The required output is the line containing "Query: necklace" and every line after it, transcribed exactly through the end of the data below.
***
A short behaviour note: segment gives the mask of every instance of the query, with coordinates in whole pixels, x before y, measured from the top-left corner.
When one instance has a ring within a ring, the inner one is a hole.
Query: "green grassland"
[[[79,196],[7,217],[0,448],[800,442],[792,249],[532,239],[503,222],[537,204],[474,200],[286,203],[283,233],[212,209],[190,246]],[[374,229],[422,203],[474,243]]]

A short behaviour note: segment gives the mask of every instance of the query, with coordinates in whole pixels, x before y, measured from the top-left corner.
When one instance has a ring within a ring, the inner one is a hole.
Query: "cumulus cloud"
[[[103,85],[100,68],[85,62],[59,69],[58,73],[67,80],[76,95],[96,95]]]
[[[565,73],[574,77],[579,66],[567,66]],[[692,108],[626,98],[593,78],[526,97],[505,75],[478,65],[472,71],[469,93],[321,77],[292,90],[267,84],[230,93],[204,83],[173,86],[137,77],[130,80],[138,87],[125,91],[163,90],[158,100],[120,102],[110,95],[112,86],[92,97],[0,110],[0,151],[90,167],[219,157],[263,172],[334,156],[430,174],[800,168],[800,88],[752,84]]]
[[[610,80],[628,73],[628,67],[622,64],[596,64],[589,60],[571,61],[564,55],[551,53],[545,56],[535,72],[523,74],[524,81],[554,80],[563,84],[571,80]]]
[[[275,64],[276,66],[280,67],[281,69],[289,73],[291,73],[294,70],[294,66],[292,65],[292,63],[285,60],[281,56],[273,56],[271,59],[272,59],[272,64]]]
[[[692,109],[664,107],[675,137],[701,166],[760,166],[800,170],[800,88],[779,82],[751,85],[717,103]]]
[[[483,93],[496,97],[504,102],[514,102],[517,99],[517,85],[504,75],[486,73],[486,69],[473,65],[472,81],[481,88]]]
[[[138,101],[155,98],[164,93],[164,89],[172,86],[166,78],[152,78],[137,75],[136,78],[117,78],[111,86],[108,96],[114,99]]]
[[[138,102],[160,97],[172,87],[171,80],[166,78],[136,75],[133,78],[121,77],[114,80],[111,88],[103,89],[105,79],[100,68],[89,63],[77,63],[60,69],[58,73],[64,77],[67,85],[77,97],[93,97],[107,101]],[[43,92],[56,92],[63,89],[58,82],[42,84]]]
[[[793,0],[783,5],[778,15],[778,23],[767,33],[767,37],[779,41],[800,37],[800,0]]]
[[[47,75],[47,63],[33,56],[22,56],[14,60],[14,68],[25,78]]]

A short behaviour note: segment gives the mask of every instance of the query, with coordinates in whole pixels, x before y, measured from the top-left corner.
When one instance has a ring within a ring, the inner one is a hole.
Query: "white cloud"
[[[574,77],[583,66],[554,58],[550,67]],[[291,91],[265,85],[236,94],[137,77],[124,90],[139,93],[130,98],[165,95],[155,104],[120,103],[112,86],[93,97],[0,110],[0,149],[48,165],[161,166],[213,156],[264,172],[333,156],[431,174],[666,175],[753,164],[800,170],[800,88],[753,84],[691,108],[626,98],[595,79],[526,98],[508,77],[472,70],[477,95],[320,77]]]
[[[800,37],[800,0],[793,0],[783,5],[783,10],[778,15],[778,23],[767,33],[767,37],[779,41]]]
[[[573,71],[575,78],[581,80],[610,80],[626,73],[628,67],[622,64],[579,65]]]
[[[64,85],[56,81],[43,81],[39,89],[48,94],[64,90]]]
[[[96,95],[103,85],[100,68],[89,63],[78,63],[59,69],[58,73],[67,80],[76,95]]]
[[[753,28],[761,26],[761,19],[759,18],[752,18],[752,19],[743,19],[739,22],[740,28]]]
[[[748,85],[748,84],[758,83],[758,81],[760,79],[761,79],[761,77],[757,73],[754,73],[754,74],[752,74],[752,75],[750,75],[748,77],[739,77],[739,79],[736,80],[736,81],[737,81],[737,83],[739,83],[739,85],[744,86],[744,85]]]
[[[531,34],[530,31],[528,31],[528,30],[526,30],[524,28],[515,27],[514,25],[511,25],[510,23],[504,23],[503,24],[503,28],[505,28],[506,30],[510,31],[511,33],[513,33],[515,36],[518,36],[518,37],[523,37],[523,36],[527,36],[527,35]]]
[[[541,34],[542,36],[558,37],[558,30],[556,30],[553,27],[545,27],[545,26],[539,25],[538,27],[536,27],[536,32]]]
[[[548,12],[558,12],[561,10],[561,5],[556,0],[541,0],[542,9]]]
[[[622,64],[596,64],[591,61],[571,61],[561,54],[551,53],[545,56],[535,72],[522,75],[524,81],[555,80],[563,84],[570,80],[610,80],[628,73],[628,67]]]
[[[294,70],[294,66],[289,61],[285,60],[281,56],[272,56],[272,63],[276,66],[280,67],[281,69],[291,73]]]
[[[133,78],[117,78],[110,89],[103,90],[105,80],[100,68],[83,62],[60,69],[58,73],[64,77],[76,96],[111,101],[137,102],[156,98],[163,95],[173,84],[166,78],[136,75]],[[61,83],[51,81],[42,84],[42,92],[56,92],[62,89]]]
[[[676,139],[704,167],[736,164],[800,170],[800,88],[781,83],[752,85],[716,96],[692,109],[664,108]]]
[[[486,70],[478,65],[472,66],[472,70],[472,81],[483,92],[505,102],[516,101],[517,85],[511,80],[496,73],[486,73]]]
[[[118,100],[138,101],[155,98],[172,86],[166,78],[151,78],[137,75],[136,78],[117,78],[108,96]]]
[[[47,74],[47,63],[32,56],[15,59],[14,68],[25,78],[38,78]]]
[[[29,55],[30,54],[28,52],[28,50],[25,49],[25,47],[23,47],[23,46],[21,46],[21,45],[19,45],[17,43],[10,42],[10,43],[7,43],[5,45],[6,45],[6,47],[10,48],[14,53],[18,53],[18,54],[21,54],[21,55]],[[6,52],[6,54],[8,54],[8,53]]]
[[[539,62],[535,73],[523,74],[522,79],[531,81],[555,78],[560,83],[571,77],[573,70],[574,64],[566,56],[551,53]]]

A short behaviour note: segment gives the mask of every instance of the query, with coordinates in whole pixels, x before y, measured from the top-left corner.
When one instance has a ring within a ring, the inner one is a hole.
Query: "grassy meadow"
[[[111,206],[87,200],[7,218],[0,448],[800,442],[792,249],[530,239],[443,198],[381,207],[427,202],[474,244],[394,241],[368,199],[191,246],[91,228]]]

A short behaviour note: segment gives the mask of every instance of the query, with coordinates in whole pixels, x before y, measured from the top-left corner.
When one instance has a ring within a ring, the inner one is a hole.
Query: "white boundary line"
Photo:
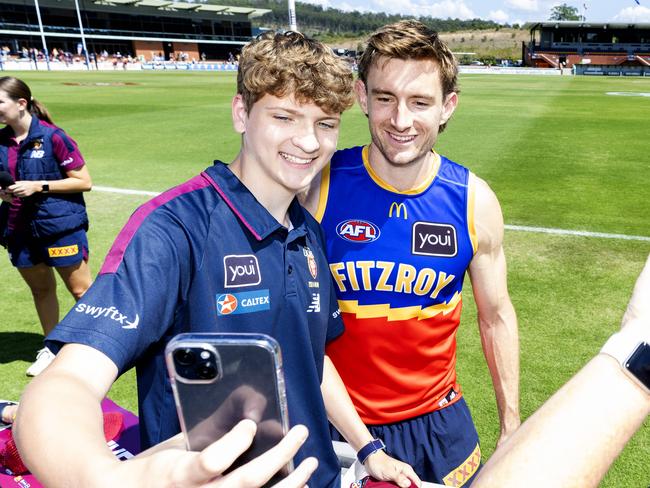
[[[129,190],[126,188],[113,188],[112,186],[93,185],[93,191],[103,191],[107,193],[122,193],[124,195],[148,195],[152,197],[160,195],[160,192],[157,191]]]
[[[111,186],[93,186],[94,191],[103,191],[107,193],[122,193],[124,195],[147,195],[157,196],[159,192],[144,191],[144,190],[129,190],[125,188],[113,188]],[[549,227],[528,227],[526,225],[505,225],[508,230],[523,231],[523,232],[537,232],[541,234],[553,234],[564,236],[580,236],[580,237],[600,237],[602,239],[621,239],[624,241],[644,241],[650,242],[650,237],[646,236],[631,236],[627,234],[607,234],[604,232],[589,232],[586,230],[568,230],[568,229],[553,229]]]
[[[650,242],[650,237],[646,236],[630,236],[627,234],[606,234],[604,232],[589,232],[586,230],[567,230],[567,229],[553,229],[547,227],[527,227],[525,225],[505,225],[508,230],[519,230],[524,232],[539,232],[543,234],[555,234],[566,236],[581,236],[581,237],[601,237],[603,239],[621,239],[625,241],[645,241]]]

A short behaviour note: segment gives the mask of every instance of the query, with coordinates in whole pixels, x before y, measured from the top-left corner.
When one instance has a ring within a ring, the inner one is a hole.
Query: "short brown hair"
[[[341,113],[354,104],[354,76],[348,63],[321,42],[298,32],[267,32],[242,49],[237,93],[246,110],[264,95],[293,94],[327,113]]]
[[[440,67],[442,94],[458,93],[458,64],[438,33],[417,20],[400,20],[388,24],[368,38],[359,60],[359,79],[366,84],[368,72],[379,57],[396,59],[430,59]]]

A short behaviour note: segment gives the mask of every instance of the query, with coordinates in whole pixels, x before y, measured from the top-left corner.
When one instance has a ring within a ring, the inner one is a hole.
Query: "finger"
[[[267,400],[264,395],[249,385],[237,388],[225,402],[225,407],[233,410],[233,415],[243,416],[255,423],[262,420]]]
[[[404,467],[399,464],[393,465],[393,472],[389,478],[401,488],[409,488],[411,486],[411,480],[404,474]]]
[[[245,418],[259,423],[262,420],[262,415],[264,414],[264,410],[266,410],[267,403],[268,400],[264,395],[253,390],[253,392],[247,395],[244,400],[243,410]]]
[[[297,425],[287,433],[279,444],[229,473],[224,478],[224,481],[228,481],[226,486],[244,488],[264,485],[293,458],[307,439],[307,435],[307,428],[304,425]]]
[[[277,444],[283,437],[284,429],[277,419],[263,420],[257,424],[257,438],[267,441],[268,445]]]
[[[273,485],[273,488],[302,488],[317,467],[318,459],[307,458],[289,476]]]
[[[223,473],[253,443],[256,425],[242,420],[221,439],[206,447],[184,474],[188,484],[206,483]]]
[[[400,486],[408,488],[412,483],[415,483],[417,486],[422,486],[422,480],[420,477],[415,474],[413,468],[408,464],[405,464],[402,468],[402,475],[404,476],[403,480],[399,483]]]

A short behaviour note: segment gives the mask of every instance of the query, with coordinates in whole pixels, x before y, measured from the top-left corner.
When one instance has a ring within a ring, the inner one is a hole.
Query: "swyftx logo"
[[[85,313],[90,315],[93,319],[98,319],[100,317],[106,317],[110,320],[122,325],[123,329],[137,329],[138,324],[140,323],[140,316],[135,314],[135,319],[129,321],[128,317],[121,313],[118,309],[113,306],[110,307],[95,307],[93,305],[87,305],[85,303],[79,303],[74,308],[75,312]]]

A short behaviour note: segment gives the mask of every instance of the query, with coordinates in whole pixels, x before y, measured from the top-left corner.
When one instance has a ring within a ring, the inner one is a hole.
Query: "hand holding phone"
[[[221,439],[210,444],[203,451],[189,452],[183,449],[184,435],[167,439],[136,456],[138,463],[118,463],[111,483],[114,486],[129,485],[182,486],[200,488],[204,486],[247,486],[268,487],[274,475],[296,455],[307,438],[303,425],[293,427],[282,441],[264,454],[234,470],[230,464],[246,451],[255,438],[255,424],[250,420],[239,422]],[[287,477],[273,478],[281,483],[275,488],[304,488],[318,466],[314,457],[304,459]],[[227,472],[227,474],[226,474]],[[155,476],[152,479],[152,473]]]
[[[180,334],[166,359],[187,448],[202,451],[243,419],[257,431],[236,469],[278,444],[289,430],[280,346],[263,334]],[[292,470],[289,463],[270,480]]]

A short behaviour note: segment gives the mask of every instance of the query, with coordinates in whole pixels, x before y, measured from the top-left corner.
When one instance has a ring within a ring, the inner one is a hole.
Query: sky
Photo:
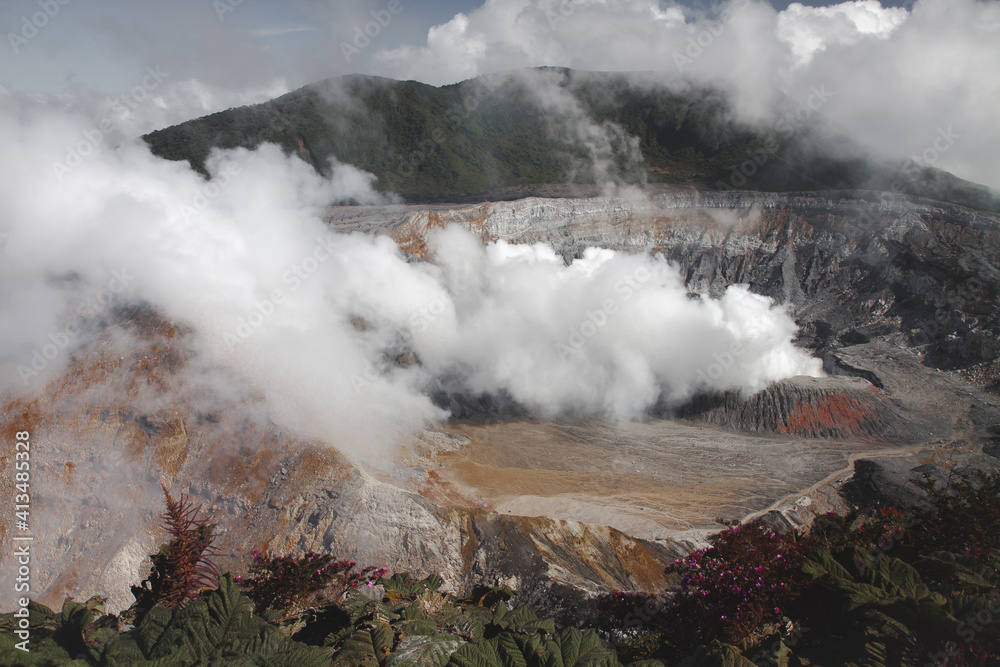
[[[46,4],[52,16],[35,22],[36,28],[44,24],[37,35],[27,38],[27,43],[16,37],[12,41],[11,34],[31,34],[25,20],[45,10]],[[392,16],[370,48],[391,51],[420,44],[434,26],[448,23],[459,13],[474,14],[483,4],[482,0],[399,0],[401,11]],[[527,3],[505,0],[494,4],[519,7]],[[585,3],[565,3],[574,4],[582,7]],[[791,3],[769,4],[782,10]],[[885,7],[912,4],[882,3]],[[289,85],[299,86],[339,74],[377,73],[378,67],[364,54],[353,63],[343,56],[326,56],[331,43],[350,42],[354,28],[371,20],[371,11],[383,11],[387,5],[378,0],[5,0],[0,7],[0,29],[7,38],[6,48],[0,51],[0,82],[17,90],[50,93],[82,83],[120,94],[154,60],[183,71],[184,76],[208,81],[231,77],[233,84],[259,84],[281,76]],[[681,6],[703,11],[712,4],[699,1]]]

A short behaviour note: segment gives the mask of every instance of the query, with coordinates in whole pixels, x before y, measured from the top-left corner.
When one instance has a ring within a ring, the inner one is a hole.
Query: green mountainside
[[[734,120],[718,90],[652,75],[541,68],[434,87],[351,75],[269,102],[151,132],[152,151],[205,172],[213,147],[263,142],[319,172],[330,159],[410,201],[563,183],[693,183],[710,189],[895,190],[1000,210],[1000,195],[914,163],[817,146],[790,115],[771,128]],[[838,142],[842,145],[844,142]],[[846,155],[846,156],[845,156]]]

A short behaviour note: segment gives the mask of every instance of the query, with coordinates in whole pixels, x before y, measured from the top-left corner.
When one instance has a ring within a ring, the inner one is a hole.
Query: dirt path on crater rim
[[[752,514],[749,514],[744,519],[744,521],[750,521],[752,519],[756,519],[759,516],[767,514],[771,510],[776,510],[780,507],[791,505],[796,500],[802,498],[803,496],[809,497],[811,495],[814,495],[822,487],[832,486],[838,480],[846,481],[851,475],[854,474],[854,464],[856,461],[860,459],[879,459],[879,458],[889,459],[889,458],[902,458],[905,456],[916,456],[921,452],[925,451],[930,451],[930,450],[933,450],[934,452],[941,451],[941,449],[943,449],[946,445],[947,443],[935,444],[935,443],[924,442],[913,445],[896,446],[891,449],[887,448],[872,449],[868,451],[856,452],[854,454],[850,454],[847,457],[847,465],[845,467],[830,473],[829,475],[819,480],[809,488],[803,489],[802,491],[799,491],[797,493],[789,494],[784,498],[780,498],[774,501],[774,503],[772,503],[770,507],[766,507],[762,510],[758,510],[756,512],[753,512]]]

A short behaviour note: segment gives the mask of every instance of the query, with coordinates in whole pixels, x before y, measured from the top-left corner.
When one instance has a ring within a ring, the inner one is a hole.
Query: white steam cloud
[[[580,101],[561,85],[564,78],[561,72],[521,70],[511,76],[545,114],[550,132],[570,145],[586,149],[586,167],[592,170],[592,177],[602,186],[604,194],[622,189],[624,179],[615,173],[616,149],[625,158],[626,169],[633,176],[637,173],[636,168],[641,167],[643,162],[639,140],[629,136],[616,123],[598,123],[592,119]],[[578,168],[579,165],[574,165],[574,173],[566,177],[568,181],[576,178],[575,170]],[[640,168],[638,173],[644,180],[645,170]]]
[[[630,419],[661,398],[820,373],[770,299],[691,298],[661,257],[591,248],[567,266],[547,245],[483,248],[459,228],[431,246],[445,291],[411,320],[427,369],[544,415]]]
[[[188,325],[196,364],[358,458],[444,418],[432,387],[634,418],[699,389],[820,372],[784,309],[740,287],[689,297],[659,258],[592,249],[566,265],[547,246],[483,247],[450,228],[430,239],[433,262],[415,261],[323,224],[333,200],[382,200],[351,166],[323,178],[265,145],[214,153],[206,182],[142,143],[56,165],[85,129],[61,113],[0,117],[8,397],[57,375],[111,300]],[[398,363],[408,353],[419,363]]]

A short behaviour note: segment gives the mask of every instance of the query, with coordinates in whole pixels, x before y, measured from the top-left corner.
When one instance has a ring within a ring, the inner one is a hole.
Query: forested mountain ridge
[[[815,100],[814,100],[815,101]],[[151,132],[152,151],[205,172],[213,147],[264,142],[318,171],[330,159],[411,201],[554,183],[693,183],[706,189],[894,190],[987,210],[1000,196],[913,161],[827,148],[813,112],[738,120],[722,92],[648,74],[541,68],[434,87],[351,75]],[[845,157],[846,156],[846,157]]]

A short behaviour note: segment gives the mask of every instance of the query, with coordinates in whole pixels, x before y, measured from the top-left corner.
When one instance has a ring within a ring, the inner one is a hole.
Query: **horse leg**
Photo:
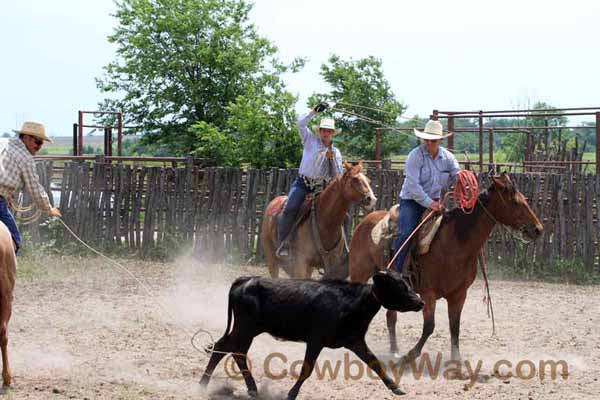
[[[306,260],[301,258],[300,252],[296,254],[296,259],[294,261],[294,274],[292,278],[294,279],[308,279],[308,263]]]
[[[452,360],[460,361],[459,335],[460,335],[460,315],[462,313],[467,290],[459,290],[456,294],[447,298],[448,301],[448,320],[450,322],[450,346],[452,351]]]
[[[265,258],[267,259],[267,267],[269,268],[269,275],[271,278],[279,278],[279,263],[275,256],[275,250],[271,246],[265,246]]]
[[[2,348],[2,382],[7,387],[12,383],[12,376],[8,363],[8,322],[4,319],[0,326],[0,347]]]
[[[398,352],[398,341],[396,340],[396,321],[398,320],[398,313],[394,310],[387,310],[385,314],[387,321],[388,336],[390,338],[390,353],[394,357],[400,357]]]
[[[421,295],[421,299],[425,302],[425,307],[423,307],[423,332],[421,333],[419,342],[403,357],[403,361],[410,361],[419,357],[425,342],[427,342],[427,339],[435,329],[436,298],[433,294],[428,293]]]
[[[8,362],[8,321],[12,314],[12,290],[11,294],[3,293],[0,304],[0,348],[2,349],[2,382],[5,387],[12,383],[10,364]]]

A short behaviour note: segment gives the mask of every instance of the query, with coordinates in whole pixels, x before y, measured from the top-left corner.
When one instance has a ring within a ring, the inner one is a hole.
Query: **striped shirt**
[[[342,173],[342,153],[331,144],[331,151],[334,154],[333,165],[329,166],[329,160],[326,157],[327,146],[323,144],[321,138],[313,134],[308,129],[308,122],[314,117],[310,112],[298,119],[298,133],[304,145],[302,152],[302,161],[298,173],[315,181],[325,180],[329,182],[337,175]]]
[[[415,200],[429,208],[433,199],[439,199],[442,188],[456,179],[460,166],[454,154],[441,147],[435,159],[420,145],[408,153],[400,198]]]
[[[14,204],[17,189],[27,190],[37,207],[50,212],[50,200],[40,184],[35,160],[21,139],[0,139],[0,196]]]

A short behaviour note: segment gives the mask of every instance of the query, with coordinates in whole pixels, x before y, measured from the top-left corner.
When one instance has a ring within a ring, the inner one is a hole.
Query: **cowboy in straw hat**
[[[51,217],[60,217],[60,211],[50,205],[48,194],[39,182],[33,156],[40,151],[44,141],[52,142],[38,122],[25,122],[19,137],[0,141],[0,221],[6,225],[15,243],[15,253],[21,246],[21,234],[10,209],[15,208],[17,187],[29,192],[37,207]]]
[[[314,192],[317,184],[323,181],[328,183],[337,175],[343,173],[342,154],[333,145],[332,141],[333,136],[340,133],[340,130],[335,127],[333,118],[322,118],[318,127],[314,128],[314,134],[311,134],[308,129],[310,120],[327,108],[329,108],[327,103],[320,102],[308,114],[300,117],[297,122],[304,150],[298,177],[292,183],[287,202],[277,225],[277,238],[279,240],[277,255],[279,257],[289,256],[287,238],[306,195]]]
[[[423,143],[415,147],[406,159],[406,178],[400,191],[399,235],[394,241],[395,251],[417,227],[426,209],[442,211],[439,202],[442,188],[453,182],[460,171],[454,154],[440,145],[442,139],[451,136],[452,133],[444,134],[439,121],[430,120],[423,131],[415,129],[414,132],[415,136],[423,139]],[[398,272],[402,272],[409,247],[405,246],[396,257],[394,268]]]

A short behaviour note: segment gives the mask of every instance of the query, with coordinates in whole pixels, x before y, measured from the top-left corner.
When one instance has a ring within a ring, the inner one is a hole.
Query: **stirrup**
[[[290,244],[287,240],[281,242],[275,251],[275,255],[279,258],[288,258],[290,256]]]

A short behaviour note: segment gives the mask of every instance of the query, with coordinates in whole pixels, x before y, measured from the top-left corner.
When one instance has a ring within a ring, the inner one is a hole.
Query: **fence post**
[[[73,155],[77,155],[77,149],[79,148],[77,145],[77,132],[79,132],[79,125],[76,123],[73,124]]]
[[[375,129],[375,165],[377,169],[381,168],[381,129]]]
[[[454,117],[449,114],[448,115],[448,132],[453,132],[453,131],[454,131]],[[453,151],[454,150],[454,135],[448,136],[447,141],[448,141],[448,150]]]
[[[479,111],[479,172],[483,172],[483,111]]]
[[[600,175],[600,112],[596,113],[596,175]]]
[[[79,111],[79,121],[77,125],[77,153],[74,155],[83,155],[83,112]]]
[[[490,128],[488,132],[488,152],[489,152],[489,164],[494,164],[494,130]]]

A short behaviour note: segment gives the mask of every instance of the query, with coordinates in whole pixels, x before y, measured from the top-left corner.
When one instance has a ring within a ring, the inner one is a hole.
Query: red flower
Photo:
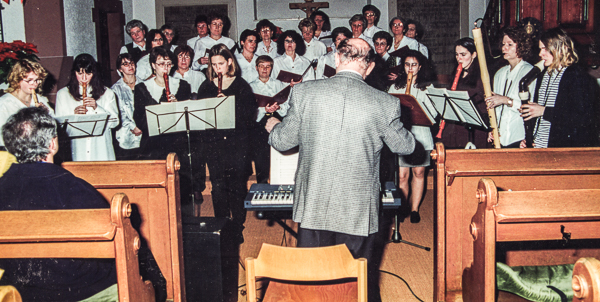
[[[15,60],[19,59],[19,57],[17,57],[17,54],[14,53],[14,52],[7,52],[6,53],[6,58],[7,59],[15,59]]]

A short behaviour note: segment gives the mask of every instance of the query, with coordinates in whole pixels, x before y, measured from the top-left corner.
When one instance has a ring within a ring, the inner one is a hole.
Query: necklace
[[[127,85],[135,84],[135,80],[133,80],[133,82],[127,82],[125,81],[125,78],[123,78],[123,82]]]

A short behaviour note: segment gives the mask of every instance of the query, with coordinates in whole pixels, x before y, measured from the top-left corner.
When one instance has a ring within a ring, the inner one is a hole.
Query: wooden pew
***
### Problem solution
Query: necklace
[[[127,85],[135,84],[135,80],[133,80],[133,82],[127,82],[125,81],[125,78],[123,78],[123,82]]]

A short behaviour note: segment gives the mask of every instance of the query, with coordinates in whole pixels, x before y, measured from the top-left corner.
When one instance has a ring within a ring, the inner one is a hole.
Query: wooden pew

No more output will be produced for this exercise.